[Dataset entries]
━━━━━━━━━━
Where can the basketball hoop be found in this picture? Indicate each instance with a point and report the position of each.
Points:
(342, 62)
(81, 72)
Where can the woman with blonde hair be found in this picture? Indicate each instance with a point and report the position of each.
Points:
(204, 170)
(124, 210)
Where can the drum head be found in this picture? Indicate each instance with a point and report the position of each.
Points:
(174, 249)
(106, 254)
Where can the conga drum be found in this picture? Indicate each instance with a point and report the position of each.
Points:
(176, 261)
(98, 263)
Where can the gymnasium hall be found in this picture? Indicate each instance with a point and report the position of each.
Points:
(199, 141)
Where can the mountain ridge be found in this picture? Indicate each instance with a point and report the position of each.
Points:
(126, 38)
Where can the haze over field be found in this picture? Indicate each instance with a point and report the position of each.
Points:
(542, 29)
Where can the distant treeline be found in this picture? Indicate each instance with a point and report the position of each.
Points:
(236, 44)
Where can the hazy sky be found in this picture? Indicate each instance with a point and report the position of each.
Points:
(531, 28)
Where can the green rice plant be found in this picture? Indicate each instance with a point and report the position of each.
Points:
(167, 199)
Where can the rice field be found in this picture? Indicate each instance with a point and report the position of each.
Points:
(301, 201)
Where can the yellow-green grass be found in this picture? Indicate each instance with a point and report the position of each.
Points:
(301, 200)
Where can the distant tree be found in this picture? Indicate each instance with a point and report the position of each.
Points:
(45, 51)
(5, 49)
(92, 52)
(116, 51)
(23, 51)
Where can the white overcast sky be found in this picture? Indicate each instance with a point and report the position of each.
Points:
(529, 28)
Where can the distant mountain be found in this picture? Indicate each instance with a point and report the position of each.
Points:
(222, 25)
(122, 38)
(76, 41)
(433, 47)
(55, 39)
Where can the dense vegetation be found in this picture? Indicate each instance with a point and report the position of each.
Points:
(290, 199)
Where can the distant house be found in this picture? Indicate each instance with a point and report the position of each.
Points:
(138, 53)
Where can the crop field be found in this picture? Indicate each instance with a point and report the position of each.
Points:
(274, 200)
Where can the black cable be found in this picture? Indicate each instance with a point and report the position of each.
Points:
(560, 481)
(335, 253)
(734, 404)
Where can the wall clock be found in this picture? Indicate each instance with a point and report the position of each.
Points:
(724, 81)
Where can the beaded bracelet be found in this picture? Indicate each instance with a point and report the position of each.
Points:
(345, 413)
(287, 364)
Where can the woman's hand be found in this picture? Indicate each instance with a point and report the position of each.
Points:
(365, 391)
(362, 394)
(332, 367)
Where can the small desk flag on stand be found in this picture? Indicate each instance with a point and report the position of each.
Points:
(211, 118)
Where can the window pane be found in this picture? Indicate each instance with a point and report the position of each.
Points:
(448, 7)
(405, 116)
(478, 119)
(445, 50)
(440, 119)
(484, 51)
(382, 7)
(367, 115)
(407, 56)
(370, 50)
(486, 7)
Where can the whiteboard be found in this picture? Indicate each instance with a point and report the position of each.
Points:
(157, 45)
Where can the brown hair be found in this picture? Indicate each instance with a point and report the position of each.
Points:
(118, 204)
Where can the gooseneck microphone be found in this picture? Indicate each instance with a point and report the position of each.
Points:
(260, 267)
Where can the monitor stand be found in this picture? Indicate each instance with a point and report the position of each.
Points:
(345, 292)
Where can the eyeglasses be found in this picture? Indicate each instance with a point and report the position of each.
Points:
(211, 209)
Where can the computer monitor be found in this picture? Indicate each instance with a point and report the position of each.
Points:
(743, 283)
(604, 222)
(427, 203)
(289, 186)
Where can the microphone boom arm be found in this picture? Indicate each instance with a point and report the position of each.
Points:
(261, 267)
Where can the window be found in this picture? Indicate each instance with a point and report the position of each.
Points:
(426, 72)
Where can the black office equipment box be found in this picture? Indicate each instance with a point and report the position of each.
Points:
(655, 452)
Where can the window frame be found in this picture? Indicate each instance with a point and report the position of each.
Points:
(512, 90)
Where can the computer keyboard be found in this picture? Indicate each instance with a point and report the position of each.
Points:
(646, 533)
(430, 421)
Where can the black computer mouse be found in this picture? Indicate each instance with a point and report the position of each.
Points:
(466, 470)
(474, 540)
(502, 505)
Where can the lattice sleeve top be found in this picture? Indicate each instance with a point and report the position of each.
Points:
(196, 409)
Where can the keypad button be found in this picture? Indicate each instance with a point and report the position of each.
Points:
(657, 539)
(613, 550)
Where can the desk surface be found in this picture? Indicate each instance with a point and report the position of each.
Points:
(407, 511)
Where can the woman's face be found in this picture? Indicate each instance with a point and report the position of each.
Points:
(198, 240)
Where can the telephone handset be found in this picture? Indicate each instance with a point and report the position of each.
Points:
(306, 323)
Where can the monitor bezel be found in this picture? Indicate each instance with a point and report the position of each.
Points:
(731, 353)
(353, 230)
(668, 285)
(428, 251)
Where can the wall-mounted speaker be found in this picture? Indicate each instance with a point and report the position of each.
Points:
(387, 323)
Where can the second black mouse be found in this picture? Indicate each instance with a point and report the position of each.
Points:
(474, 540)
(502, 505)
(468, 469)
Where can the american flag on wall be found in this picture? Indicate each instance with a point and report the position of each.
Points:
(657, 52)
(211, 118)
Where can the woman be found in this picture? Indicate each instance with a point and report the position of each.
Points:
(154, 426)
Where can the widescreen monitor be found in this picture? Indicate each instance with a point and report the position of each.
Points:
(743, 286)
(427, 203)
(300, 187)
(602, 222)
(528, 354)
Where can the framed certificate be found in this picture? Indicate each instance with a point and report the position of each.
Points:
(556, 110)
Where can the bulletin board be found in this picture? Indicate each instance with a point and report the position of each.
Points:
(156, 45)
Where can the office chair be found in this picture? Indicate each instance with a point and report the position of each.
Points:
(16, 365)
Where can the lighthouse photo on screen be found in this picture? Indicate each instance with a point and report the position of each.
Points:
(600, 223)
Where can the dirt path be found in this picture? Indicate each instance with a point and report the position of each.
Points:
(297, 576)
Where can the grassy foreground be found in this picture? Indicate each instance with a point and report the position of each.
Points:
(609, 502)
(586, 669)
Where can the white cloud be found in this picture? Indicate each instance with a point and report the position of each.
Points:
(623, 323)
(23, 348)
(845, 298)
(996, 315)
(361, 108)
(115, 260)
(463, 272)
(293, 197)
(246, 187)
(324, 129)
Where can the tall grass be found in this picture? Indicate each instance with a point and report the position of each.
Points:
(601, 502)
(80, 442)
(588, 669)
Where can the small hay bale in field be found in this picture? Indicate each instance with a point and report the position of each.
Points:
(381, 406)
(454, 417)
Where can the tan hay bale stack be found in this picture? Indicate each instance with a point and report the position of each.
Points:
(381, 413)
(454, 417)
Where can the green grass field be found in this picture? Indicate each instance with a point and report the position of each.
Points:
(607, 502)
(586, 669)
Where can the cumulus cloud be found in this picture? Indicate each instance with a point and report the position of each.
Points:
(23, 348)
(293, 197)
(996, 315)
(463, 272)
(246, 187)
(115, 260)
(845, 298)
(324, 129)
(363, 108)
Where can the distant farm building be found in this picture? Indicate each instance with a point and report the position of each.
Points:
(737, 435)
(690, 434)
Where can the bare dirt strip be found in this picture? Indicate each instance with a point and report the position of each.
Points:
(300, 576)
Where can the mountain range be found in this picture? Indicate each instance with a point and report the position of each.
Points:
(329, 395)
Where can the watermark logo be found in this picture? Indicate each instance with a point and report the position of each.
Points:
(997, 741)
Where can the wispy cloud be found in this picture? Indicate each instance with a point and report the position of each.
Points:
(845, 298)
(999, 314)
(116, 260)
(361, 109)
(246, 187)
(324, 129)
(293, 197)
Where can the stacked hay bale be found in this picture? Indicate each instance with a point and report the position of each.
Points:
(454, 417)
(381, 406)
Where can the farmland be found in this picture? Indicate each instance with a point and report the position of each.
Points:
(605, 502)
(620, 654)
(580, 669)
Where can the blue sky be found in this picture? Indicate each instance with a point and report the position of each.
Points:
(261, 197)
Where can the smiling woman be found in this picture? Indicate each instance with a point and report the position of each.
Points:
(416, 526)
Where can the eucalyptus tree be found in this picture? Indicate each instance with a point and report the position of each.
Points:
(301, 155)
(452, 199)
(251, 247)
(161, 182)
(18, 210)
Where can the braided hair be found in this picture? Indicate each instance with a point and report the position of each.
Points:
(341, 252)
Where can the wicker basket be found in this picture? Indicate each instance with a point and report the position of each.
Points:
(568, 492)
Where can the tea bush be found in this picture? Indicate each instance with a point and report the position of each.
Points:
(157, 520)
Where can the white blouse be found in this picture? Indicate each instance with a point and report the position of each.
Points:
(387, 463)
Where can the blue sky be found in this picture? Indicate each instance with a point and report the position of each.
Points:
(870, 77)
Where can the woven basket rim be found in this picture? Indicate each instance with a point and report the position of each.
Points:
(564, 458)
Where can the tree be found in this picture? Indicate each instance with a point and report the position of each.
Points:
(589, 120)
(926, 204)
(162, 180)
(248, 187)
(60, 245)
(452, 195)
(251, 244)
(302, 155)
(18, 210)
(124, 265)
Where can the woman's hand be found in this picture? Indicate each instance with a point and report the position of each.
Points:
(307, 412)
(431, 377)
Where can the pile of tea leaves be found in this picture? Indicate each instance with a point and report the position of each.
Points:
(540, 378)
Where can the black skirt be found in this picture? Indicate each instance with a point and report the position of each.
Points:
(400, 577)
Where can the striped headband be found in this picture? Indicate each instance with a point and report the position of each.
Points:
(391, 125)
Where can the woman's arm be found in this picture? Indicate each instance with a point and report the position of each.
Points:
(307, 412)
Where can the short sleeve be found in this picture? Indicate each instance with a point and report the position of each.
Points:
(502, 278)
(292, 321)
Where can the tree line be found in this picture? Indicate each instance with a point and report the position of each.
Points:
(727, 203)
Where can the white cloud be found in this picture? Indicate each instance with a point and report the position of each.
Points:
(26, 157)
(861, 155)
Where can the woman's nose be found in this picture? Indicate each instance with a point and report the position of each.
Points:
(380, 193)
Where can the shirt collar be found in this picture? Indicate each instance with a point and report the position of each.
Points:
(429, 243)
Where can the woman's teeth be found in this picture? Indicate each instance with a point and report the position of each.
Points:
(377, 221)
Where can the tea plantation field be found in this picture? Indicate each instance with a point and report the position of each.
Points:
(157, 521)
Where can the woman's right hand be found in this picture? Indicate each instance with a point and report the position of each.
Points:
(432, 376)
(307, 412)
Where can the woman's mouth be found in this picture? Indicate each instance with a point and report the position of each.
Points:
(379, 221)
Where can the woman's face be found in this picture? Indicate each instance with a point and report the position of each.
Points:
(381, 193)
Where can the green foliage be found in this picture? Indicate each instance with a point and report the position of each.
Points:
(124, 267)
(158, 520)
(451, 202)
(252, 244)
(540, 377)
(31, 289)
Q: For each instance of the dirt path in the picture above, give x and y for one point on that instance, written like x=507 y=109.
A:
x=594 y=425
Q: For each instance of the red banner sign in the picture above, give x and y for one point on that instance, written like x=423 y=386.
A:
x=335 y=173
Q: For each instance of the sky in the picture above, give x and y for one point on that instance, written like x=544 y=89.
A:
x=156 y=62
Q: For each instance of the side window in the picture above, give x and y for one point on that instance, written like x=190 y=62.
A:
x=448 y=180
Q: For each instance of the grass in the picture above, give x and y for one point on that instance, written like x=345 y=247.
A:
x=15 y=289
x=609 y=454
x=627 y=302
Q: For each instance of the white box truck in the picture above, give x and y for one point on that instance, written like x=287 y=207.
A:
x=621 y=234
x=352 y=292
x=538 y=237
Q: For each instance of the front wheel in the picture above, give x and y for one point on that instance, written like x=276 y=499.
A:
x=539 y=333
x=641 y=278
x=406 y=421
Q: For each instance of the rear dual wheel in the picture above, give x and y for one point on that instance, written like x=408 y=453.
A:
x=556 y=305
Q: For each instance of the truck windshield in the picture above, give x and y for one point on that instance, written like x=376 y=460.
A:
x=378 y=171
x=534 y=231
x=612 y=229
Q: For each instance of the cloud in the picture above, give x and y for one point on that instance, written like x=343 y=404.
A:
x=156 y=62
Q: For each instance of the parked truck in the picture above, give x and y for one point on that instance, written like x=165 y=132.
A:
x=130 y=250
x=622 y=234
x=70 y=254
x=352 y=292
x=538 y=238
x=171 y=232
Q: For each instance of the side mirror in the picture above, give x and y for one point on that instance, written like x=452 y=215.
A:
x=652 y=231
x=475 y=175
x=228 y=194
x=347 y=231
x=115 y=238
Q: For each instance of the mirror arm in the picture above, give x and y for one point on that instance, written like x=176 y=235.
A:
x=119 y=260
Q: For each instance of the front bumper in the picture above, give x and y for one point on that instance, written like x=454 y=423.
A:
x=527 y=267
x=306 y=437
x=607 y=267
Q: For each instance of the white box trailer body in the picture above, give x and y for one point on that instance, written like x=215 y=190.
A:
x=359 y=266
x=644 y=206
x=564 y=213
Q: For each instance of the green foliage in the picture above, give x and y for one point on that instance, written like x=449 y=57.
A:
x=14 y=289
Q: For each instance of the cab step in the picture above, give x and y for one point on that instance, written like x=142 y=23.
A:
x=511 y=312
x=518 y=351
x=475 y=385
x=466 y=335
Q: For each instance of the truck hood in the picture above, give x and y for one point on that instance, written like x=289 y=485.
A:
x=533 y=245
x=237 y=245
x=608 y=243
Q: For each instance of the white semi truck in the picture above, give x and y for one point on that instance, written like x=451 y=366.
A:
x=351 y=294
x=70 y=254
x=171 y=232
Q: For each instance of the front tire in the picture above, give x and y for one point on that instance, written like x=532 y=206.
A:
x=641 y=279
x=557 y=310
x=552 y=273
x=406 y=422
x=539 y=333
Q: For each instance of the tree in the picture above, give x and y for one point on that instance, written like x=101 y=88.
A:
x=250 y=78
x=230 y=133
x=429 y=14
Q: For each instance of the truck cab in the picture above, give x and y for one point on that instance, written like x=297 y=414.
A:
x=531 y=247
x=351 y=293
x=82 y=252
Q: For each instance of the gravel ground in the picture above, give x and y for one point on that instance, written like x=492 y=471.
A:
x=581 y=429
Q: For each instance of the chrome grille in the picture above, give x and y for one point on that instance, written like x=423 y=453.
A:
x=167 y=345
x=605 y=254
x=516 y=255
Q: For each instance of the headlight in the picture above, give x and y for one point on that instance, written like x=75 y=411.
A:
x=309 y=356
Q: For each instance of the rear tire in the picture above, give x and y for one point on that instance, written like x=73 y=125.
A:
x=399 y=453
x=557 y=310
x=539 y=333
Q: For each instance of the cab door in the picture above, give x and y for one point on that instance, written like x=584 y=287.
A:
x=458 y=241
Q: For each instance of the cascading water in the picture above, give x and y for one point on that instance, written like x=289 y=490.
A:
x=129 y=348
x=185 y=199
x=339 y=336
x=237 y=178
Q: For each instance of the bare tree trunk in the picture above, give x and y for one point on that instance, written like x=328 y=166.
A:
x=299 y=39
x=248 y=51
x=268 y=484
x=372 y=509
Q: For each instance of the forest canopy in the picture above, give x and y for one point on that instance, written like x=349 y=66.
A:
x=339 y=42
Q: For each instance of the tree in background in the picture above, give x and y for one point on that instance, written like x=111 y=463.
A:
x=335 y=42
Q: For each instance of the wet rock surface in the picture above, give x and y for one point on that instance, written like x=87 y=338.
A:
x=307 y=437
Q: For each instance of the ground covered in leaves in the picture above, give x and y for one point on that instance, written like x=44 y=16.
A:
━━━━━━━━━━
▶ _What you need to do_: What is the number of lines above that contain the string "office"? Answer with that number only.

▶ _Output of the exercise_: 2